>> START Data for the task
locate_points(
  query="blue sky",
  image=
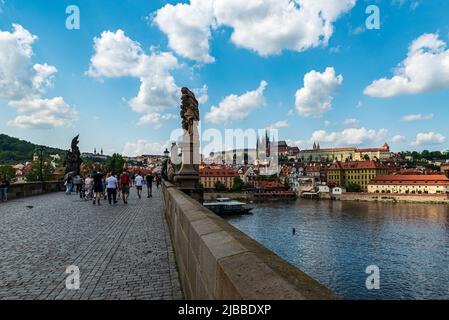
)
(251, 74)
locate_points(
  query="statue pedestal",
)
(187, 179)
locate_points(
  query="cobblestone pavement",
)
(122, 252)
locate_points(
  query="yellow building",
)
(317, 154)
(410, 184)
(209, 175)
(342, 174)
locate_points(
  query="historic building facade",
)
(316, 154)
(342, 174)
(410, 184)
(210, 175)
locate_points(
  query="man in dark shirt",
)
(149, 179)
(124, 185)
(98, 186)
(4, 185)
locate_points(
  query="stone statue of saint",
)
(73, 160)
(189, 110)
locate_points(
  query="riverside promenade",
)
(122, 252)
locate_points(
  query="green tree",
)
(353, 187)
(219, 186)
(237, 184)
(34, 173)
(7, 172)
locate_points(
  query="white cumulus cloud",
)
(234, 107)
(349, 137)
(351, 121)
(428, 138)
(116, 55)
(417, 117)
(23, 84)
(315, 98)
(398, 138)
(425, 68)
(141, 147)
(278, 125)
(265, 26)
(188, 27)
>> END Data for the task
>> START Data for the task
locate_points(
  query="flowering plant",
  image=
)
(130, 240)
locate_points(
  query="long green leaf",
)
>> END Data for the task
>> START Data for the task
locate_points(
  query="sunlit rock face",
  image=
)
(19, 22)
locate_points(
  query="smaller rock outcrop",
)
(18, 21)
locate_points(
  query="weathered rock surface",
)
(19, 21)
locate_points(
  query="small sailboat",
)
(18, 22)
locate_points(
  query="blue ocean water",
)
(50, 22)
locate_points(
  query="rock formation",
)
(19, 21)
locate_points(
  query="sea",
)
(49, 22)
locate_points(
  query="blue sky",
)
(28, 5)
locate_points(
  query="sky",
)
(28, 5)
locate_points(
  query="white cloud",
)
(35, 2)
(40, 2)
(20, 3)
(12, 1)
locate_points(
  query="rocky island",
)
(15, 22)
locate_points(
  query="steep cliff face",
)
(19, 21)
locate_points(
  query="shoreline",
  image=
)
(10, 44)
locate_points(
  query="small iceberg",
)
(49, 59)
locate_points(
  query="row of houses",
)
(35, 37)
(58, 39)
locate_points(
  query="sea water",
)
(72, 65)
>> END Data for the task
● **Work to complete**
Gather every line in the rows above that contains the string "cloud". Case counts, so a match must have the same capital and lowercase letters.

● **Right answer**
  query="white cumulus cloud",
  query="white cloud",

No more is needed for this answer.